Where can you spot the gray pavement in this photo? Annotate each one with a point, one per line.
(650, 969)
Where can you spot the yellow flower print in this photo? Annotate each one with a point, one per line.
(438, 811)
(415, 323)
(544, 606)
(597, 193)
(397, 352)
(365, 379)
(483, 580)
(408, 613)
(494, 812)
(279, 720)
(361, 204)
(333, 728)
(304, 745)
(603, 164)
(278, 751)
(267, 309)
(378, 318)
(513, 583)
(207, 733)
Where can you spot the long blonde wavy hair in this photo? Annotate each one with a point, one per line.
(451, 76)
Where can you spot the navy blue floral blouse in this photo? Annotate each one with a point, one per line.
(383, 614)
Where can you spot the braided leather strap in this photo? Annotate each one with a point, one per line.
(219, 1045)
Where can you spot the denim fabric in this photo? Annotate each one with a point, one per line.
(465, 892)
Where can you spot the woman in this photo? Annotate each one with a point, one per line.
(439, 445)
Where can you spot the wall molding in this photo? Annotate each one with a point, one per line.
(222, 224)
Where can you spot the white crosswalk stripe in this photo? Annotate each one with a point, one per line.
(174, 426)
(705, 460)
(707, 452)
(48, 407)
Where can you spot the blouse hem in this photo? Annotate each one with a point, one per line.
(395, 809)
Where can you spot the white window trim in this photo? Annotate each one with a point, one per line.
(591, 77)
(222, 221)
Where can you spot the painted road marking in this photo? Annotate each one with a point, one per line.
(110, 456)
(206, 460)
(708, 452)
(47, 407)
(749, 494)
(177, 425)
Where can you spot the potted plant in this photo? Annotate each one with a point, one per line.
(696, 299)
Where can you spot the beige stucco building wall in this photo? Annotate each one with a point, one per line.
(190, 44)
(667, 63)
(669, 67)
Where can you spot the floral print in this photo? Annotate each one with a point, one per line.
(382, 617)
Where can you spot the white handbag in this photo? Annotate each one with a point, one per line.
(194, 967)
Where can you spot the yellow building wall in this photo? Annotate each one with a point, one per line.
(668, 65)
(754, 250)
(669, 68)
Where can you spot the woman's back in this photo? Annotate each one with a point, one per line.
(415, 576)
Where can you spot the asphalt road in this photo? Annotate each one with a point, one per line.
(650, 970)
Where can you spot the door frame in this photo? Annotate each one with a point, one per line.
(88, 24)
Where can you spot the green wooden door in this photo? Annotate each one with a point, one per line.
^^^^^^^^
■ **Work instructions**
Copy every one of the records above word for word, each on its own line and in the same order.

■ **Solution**
Where can you spot the gray pavement in this photo? Annotate each one with a point, one per line.
(650, 969)
Where can you spot the yellow flower print in this photo? Annotate each one with a point, one per line.
(438, 811)
(415, 323)
(544, 606)
(597, 193)
(397, 352)
(365, 379)
(483, 580)
(408, 613)
(494, 812)
(279, 720)
(361, 204)
(333, 728)
(304, 745)
(603, 164)
(278, 751)
(267, 309)
(378, 318)
(513, 583)
(207, 733)
Where can you spot the long blonde wavy hair in this photo? Annotate each one with a point, one per line.
(451, 76)
Where can you spot the navy blue floral blouse in this photo? Annotate each one with a point, one per line.
(383, 614)
Where can you spot the braided leather strap in this photo? Annotate each one with a point, one per line.
(219, 1045)
Where can you spot the denim fabric in this photo? Annotate each one with a point, one per line.
(465, 892)
Where can you spot the woman in this photo? Annotate each one with a point, one per line.
(439, 445)
Where can you spot the wall molding in this photo? Annotate each one with a point, one per line.
(222, 224)
Where can you spot the white crosswalk stripe in this photo? Annotate each one with a point, one per line.
(174, 426)
(705, 460)
(707, 452)
(48, 407)
Where can you spot the blouse hem in this photo? Annotate each one with a point, one per line.
(395, 809)
Where can you spot the white window trim in this photo? Annotate each one with a point, one per line.
(591, 77)
(222, 221)
Where can you spot the painted road marking in this photo? Annotate each one with a point, one per line.
(110, 456)
(206, 460)
(708, 452)
(47, 407)
(749, 494)
(177, 425)
Where can you spot the potted plant in this photo? Annotate each one with a point, one per line.
(696, 299)
Where can you spot the beige stucco building wall in this photo? Annotate each one with a point, one per line.
(190, 44)
(667, 63)
(669, 67)
Where can you spot the floral print in this photo? Annotate each one with a point, one per line.
(382, 617)
Where can you spot the white handbag in this photo? Annotate each one with a point, one per line.
(194, 967)
Where can you spot the yellow building wall in this photo? Annotate each one with a point, one per line.
(668, 65)
(754, 250)
(669, 68)
Where can you spot the woman's back in this photo? Annotate each one with a point, one per line.
(415, 576)
Where can you spot the asphalt road in this photo? Annotate each one with a point, one per line.
(650, 970)
Where can you spot the door frame in this photo? Annotate each one with a point, one per line.
(88, 24)
Where can you spot the green wooden door in this photo? Annotate each one with a point, one per line.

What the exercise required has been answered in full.